Page:
↓

My weekend, part 2
Feb. 23rd, 2004 09:58 pmMy computer had been giving me a hell of a time -- it refuses to recognize the existence of our printer, again, or to connect to the home network (these are related problems. . . )so I couldn't print out the worksheets I'd been working on, or to shift them over to Lis's computer. And Lis's computer doesn't have a floppy drive, and my floppy drive is . . . questionable. Not quite as dodgy as the CD drive, but pretty dodgy nonetheless. So I ended up emailing the files to Lis as an attachment, then downloading them to her machine.
The lesson plan ended up pretty good. Once I fix a few careless errors, I may save the worksheets as PDF files to make them available for other teachers. Like I said, my Hebrew spelling SUCKS (even worse than my English), so I'm going to need to get someone who's actually KNOWS Hebrew to look it over.
So, I went to sleep Saturday night around 3 am. Sunday morning, rather. I woke up at 7, in order to get into school by 8:30 or so. I photocopied the worksheets I made, cut apart the bits which I wanted to cut apart. One of the other teachers, Isaac (who I'm becoming more and more convinced, was in the Haganah when he was young) looked over what I'd done, thought the general concept was good, and made a bunch of corrections to my spelling. I had no way to fix those things, though. Oh, well.
There were several worksheets, then there was a sheet of Hebrew words that I'd cut apart, and another sheet that I'd cut apart.
Lis helped me do some of this setup stuff, and then she left to meet her parents for breakfast.
I only had three kids in class Sunday. The lesson went slower than I anticipated -- not because the kids were distracted, or getting confused, or anything like that, but simply because they kept doing more work than I asked them to!
I had each student take a worksheet, and one of each of the Hebrew phrases.
This worksheet had three columns. The first column was numbered with the first eleven letters of the Hebrew alphabet. The second column had various mitzvot, in transliteration -- English characters. The third column had the English translations of those mitzvot. Like, for instance, "Bal Tashchit" -- "Do not destroy", or "Kibbud Av v'Im" -- "Honor your parents," or "Bikur Cholim" -- "Visit sick people."
The piles of Hebrew words that I'd set up were the mitzvot. Each child had these mitzvot written out in Hebrew, and would read the Hebrew, match it up with the transliteration, and stick the Hebrew word over the transliteration.
This took longer than I anticipated, for two reasons. Instead of doing these all at the same time, the kids went around in a circle, each watching the others do theirs, and taking turns putting ones on their own paper. And, they kept turning the worksheet face-down, reading the Hebrew word, then turning the sheet back face-up and looking for the transliteration. I'd figured they'd be using the transliterations to help them figure out the Hebrew, but, no, they seemed to feel that doing it THAT way would be too easy.
We briefly talked about how, in the Torah, there are no vowels, or, in fact, nikkudot of any kind. But, as the kids pointed out, y cn, knd f, rd Nglsh wtht vwls, t. And I pointed out something neat: we had one mitzvah that started with the word "Kibbud," and one that started with the word "K'vod". And I asked them, "If you took out all the dots in each of those words, would they be the same, or different?" They realized that those were the same word, just pronounced differently.

↑

Given information:

↓

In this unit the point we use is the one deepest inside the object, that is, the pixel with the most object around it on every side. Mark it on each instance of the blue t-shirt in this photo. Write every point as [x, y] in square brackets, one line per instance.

↑

Request 1: In the post about the Hebrew lesson, how many kids attended class on Sunday?
Request 2: Transcribe the post about the Hebrew lesson between "This took longer" and "be too easy.", inclusive.

Exercise answer 1: Three.

Exercise answer 2:
This took longer than I anticipated, for two reasons. Instead of doing these all at the same time, the kids went around in a circle, each watching the others do theirs, and taking turns putting ones on their own paper. And, they kept turning the worksheet face-down, reading the Hebrew word, then turning the sheet back face-up and looking for the transliteration. I'd figured they'd be using the transliterations to help them figure out the Hebrew, but, no, they seemed to feel that doing it THAT way would be too easy.